### CONSIGNES
[1] D'après l'extrait sur Saham Assurance, en quelle année l'entreprise a-t-elle créé sa Digital Factory ?
[2] Quels profils l'extrait sur Saham Assurance cite-t-il nommément parmi ceux qui travaillent ensemble dans la Digital Factory ?
[3] Recopiez le passage de l'extrait sur Saham Assurance qui commence par "Nous espérons aussi que la" et se termine par "l’échelle de l’industrialisation.".

### EXTRAIT DU TEXTE
Le phénomène des digital factories s’accélère déjà depuis quelques années et nous espérons aussi que ce développement permettra une meilleure inclusion financière. Au Maroc, Saham assurance en est un excellent exemple. En 2018, SAHAM Assurance crée sa Digital Factory, un laboratoire dédié à la conception de solutions innovantes destinées à changer la vie de ses assurés. Partant du constat que le comportement du client évolue de manière rapide, et qu’il y a une impérieuse nécessité de placer l’assuré au coeur des process de la compagnie, la Digital Factory a été créée dans l’objectif principal d’offrir la meilleure proposition de valeur, en s’appuyant pour cela sur l’innovation, le travail collaboratif et la méthode Agile. Grâce aux espaces collaboratifs, la Digital Factory regroupe des équipes aux profils pluridisciplinaires engagées autour de la transformation globale de la compagnie. C’est ainsi que des experts métier planchent aux côtés de jeunes développeurs, de «Scrum Masters», «UX Designers» et autres profils formés aux dernières technologies. La finalité ? Engager le changement. L’un de ses projets est par exemple de développer une application de géolocalisation dans le cadre de ses services d’assurance automobile. Saham Assurance Digital Factory est à ce jour la seule véritable Digital Factory sur le continent. Il existe néanmoins un solide écosystème tech autour des grands pays digitaux africains avec de nombreux incubateurs et startup, cependant cette approche en termes de Digital Factory est encore à un stade embryonnaire sur le continent. Le fait d’avoir un laboratoire spécialisé dans la digitalisation, labélisé Digital Factory ou non, n’est pas en soi un gage de succès de transformation digitale mais ce type de structure facilite indéniablement la transformation digitale

Mais il faudra naturellement aussi compter sur les facteurs structurels

Nous espérons aussi que la digital factory ne sera pas uniquement un phénomène de mode. Face au succès rencontré sur la première année d’existence, la digital factory de Saham Assurance a parallèlement développé une autre offre de services, celle de consulting. Le concept de digital factory est amené à perdurer et à transformer les organisations, car d’ici à 2023 l’ensemble des business va se muer à un rythme soutenu et pour y parvenir, elles ont besoin de nouveaux modes d’organisation, de cultures et de talents fédérés pour pouvoir passer du prototype à l’échelle de l’industrialisation.

### DONNÉES

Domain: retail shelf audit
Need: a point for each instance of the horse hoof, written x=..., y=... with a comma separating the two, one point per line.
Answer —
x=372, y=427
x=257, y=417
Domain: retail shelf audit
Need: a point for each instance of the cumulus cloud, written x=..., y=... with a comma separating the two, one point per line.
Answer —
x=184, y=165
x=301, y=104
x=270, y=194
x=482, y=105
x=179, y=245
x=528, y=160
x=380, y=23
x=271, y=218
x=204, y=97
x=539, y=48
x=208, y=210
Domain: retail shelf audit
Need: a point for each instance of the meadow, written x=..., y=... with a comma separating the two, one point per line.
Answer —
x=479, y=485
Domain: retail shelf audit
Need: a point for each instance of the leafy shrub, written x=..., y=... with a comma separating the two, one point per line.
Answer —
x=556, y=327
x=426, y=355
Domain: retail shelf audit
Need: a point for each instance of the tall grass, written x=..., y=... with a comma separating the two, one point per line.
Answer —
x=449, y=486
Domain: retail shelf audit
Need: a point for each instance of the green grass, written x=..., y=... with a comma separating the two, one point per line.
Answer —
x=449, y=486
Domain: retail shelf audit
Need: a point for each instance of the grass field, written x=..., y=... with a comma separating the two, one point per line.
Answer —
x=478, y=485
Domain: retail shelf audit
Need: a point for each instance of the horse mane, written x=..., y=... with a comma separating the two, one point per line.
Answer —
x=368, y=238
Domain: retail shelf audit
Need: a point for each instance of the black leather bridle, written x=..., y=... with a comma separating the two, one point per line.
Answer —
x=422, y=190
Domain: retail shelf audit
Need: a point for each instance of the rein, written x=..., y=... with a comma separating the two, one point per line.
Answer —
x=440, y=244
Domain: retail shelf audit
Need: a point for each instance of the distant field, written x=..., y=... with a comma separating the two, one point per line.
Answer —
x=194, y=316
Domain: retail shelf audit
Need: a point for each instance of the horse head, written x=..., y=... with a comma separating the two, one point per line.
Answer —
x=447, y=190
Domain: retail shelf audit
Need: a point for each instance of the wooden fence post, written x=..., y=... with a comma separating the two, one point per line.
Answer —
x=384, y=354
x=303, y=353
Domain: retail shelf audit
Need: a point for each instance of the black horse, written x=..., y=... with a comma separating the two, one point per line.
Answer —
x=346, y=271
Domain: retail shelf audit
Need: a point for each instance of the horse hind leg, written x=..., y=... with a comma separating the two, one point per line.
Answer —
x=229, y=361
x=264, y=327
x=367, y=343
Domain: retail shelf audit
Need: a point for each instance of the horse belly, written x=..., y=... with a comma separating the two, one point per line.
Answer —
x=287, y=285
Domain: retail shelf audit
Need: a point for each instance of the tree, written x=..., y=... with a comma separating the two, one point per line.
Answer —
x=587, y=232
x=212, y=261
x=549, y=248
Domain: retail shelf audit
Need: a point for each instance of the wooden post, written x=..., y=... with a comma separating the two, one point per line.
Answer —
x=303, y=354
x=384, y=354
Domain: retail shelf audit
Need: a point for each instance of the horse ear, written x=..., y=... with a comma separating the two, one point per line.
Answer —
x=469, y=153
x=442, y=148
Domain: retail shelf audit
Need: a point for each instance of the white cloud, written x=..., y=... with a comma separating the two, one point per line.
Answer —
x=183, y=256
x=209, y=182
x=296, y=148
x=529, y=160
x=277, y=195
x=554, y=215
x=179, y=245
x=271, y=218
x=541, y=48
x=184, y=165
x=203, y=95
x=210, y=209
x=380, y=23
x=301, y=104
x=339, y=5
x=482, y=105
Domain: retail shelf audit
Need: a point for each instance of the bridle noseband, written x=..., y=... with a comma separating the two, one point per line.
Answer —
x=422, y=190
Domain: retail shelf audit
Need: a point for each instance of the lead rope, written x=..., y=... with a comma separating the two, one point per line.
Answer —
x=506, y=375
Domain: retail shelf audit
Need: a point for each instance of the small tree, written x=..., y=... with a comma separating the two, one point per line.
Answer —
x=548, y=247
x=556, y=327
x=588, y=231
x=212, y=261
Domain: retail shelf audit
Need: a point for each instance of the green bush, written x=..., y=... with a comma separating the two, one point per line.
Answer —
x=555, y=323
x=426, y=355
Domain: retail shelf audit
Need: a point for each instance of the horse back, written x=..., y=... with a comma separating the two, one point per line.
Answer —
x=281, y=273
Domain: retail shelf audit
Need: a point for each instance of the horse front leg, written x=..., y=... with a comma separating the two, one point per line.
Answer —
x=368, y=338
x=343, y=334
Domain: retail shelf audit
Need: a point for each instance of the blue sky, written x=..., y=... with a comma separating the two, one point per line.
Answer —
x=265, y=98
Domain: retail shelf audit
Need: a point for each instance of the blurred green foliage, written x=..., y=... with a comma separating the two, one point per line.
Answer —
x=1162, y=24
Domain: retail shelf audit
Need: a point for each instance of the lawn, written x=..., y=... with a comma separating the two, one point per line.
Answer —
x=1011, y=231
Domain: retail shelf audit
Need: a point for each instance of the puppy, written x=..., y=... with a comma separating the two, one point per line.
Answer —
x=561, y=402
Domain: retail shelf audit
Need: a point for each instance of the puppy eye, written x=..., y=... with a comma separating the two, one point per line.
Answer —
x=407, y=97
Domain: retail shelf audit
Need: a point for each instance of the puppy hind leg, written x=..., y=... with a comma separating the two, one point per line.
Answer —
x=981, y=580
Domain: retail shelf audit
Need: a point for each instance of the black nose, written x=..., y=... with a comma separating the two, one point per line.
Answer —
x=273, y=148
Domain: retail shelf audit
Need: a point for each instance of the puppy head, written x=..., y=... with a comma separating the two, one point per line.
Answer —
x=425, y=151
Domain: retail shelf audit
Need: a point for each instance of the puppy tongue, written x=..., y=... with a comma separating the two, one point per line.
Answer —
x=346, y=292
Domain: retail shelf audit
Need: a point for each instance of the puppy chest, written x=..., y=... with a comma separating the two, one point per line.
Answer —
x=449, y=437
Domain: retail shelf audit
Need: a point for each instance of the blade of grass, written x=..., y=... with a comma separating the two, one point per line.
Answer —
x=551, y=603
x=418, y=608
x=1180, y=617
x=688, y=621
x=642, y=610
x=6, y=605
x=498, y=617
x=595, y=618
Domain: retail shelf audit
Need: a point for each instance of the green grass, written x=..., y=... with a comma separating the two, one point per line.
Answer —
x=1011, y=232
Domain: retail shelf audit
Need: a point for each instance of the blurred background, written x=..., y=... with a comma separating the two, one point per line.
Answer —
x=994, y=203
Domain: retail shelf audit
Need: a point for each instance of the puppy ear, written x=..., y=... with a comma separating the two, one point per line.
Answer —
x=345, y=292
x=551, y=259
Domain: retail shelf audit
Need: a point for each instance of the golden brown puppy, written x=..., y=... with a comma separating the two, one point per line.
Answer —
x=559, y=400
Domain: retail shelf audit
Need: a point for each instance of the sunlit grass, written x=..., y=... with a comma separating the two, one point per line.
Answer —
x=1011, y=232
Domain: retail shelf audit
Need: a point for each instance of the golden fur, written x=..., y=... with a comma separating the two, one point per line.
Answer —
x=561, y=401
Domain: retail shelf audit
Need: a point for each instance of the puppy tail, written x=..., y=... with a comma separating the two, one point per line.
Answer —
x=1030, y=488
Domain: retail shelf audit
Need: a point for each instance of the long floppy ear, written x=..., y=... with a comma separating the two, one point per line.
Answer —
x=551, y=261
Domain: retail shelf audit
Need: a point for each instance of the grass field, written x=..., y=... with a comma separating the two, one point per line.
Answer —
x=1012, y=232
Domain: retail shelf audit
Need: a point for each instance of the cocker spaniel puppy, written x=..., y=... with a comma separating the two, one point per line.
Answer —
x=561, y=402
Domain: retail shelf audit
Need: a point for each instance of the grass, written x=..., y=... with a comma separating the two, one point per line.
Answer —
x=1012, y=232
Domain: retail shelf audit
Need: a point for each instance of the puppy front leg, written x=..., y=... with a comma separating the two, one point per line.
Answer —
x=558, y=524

### RÉPONSES
[1] En 2018.

[2] Les experts métier, les jeunes développeurs, les « Scrum Masters » et les « UX Designers ».

[3]
Nous espérons aussi que la digital factory ne sera pas uniquement un phénomène de mode. Face au succès rencontré sur la première année d’existence, la digital factory de Saham Assurance a parallèlement développé une autre offre de services, celle de consulting. Le concept de digital factory est amené à perdurer et à transformer les organisations, car d’ici à 2023 l’ensemble des business va se muer à un rythme soutenu et pour y parvenir, elles ont besoin de nouveaux modes d’organisation, de cultures et de talents fédérés pour pouvoir passer du prototype à l’échelle de l’industrialisation.